Short exercise: Scale the entries from the line that contains "Task: where can the garage" through the last line, both ends included. Write out only those lines, requests too, and multiply every coordinate in the answers by 0.25, rounding to whole numbers with halves rounding up.

Supplied information:
** START **
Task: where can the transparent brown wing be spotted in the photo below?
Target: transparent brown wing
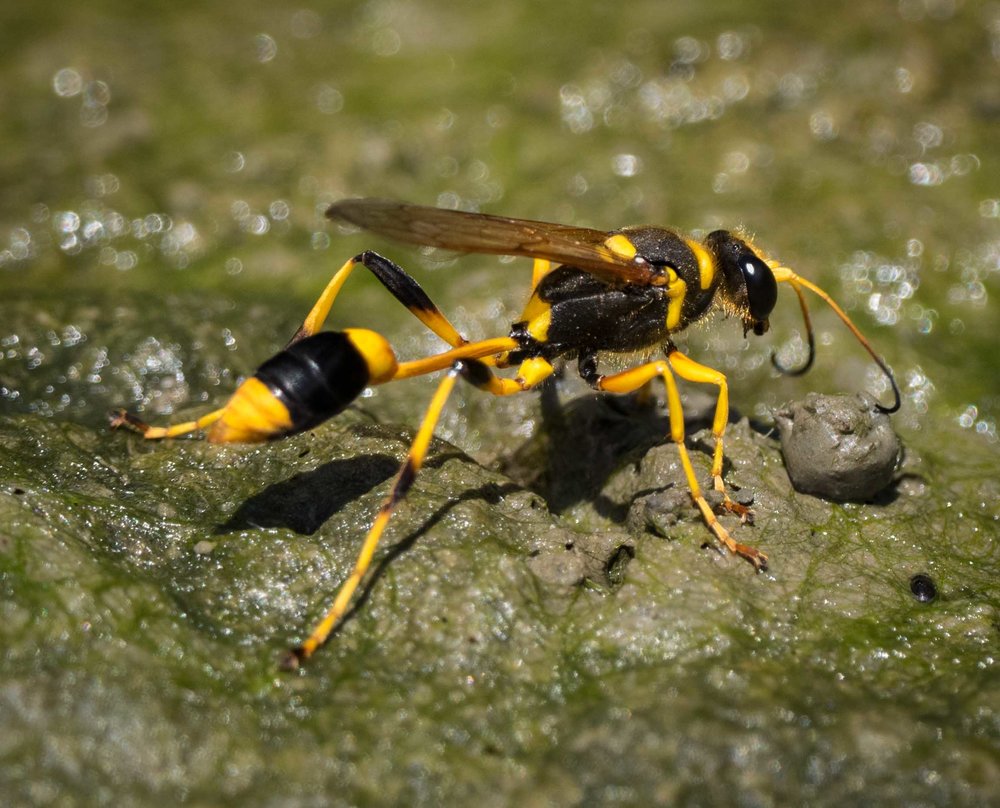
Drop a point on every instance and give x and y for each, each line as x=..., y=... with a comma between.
x=482, y=233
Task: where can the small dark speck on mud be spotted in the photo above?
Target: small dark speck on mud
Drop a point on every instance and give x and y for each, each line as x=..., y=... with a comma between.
x=923, y=587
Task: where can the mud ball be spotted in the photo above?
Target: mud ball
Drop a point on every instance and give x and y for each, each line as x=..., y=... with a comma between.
x=841, y=448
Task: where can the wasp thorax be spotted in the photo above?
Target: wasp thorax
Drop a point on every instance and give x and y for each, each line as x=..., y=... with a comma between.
x=748, y=288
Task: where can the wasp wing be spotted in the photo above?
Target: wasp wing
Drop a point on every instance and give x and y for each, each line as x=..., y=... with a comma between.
x=482, y=233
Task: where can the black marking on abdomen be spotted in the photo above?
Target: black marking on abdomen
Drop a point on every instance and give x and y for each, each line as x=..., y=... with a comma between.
x=315, y=378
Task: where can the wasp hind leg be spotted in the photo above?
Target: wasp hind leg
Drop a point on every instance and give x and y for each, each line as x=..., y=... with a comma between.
x=122, y=418
x=630, y=380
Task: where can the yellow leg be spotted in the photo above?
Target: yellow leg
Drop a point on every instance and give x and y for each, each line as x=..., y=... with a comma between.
x=414, y=460
x=692, y=371
x=633, y=379
x=530, y=373
x=122, y=418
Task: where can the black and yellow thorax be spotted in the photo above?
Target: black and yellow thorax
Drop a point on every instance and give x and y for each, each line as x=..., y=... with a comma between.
x=573, y=310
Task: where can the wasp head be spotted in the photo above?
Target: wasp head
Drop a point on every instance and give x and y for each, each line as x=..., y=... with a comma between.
x=747, y=287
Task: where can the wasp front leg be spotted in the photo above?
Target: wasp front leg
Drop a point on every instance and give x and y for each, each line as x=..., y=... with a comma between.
x=691, y=371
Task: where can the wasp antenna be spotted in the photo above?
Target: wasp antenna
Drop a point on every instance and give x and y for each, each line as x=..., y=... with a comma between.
x=790, y=371
x=785, y=275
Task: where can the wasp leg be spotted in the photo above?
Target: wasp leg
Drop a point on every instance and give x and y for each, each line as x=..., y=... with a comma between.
x=692, y=371
x=633, y=379
x=122, y=418
x=478, y=374
x=404, y=288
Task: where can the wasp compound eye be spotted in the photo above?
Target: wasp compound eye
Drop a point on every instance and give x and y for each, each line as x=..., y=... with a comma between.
x=762, y=290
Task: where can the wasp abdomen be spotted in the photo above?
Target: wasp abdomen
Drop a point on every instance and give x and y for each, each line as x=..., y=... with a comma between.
x=304, y=385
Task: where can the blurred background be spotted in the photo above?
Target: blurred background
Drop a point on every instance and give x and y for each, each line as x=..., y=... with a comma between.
x=163, y=176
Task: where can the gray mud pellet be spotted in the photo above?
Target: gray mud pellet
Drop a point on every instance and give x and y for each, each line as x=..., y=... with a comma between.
x=838, y=447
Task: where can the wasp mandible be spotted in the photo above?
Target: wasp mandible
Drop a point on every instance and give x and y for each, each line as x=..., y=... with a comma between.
x=592, y=292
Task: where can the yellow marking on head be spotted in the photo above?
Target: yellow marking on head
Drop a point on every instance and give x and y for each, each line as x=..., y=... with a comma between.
x=706, y=264
x=676, y=294
x=377, y=353
x=254, y=414
x=621, y=246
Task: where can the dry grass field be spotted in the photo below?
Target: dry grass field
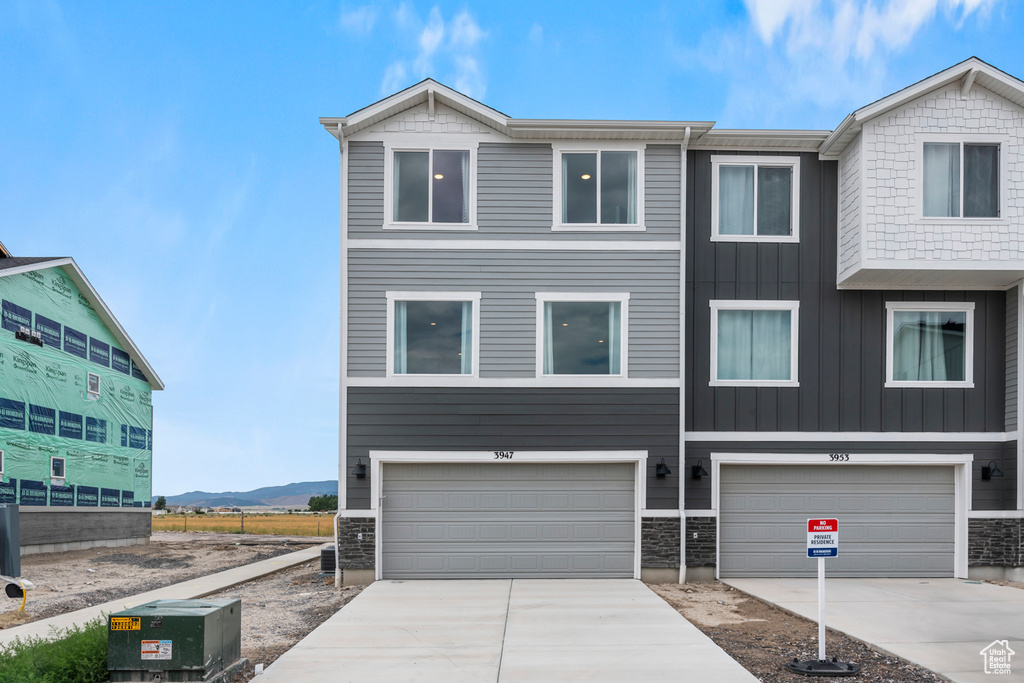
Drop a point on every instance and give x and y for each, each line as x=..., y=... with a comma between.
x=283, y=524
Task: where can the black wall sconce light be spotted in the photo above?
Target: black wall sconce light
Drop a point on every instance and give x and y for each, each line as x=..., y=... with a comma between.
x=662, y=470
x=697, y=471
x=359, y=471
x=991, y=470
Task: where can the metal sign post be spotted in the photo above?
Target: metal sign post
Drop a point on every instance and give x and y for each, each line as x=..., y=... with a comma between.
x=822, y=542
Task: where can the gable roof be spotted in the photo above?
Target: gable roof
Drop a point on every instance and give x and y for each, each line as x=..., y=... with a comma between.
x=15, y=265
x=431, y=92
x=968, y=73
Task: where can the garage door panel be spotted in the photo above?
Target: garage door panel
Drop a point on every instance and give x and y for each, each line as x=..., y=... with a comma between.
x=507, y=520
x=894, y=519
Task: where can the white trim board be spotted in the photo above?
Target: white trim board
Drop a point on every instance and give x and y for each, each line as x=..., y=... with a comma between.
** END **
Full response:
Task: where can the garage door panel be spotted in the photo above?
Target: garage door panel
Drop a point on every instance and give x and y for each, each line as x=..., y=... with a comma between.
x=127, y=130
x=224, y=130
Task: where can the white trim board be spotted in the photo above?
Target: white trim board
Drop a point on every instance and give x and y for each, each line as x=..., y=... with a comma between.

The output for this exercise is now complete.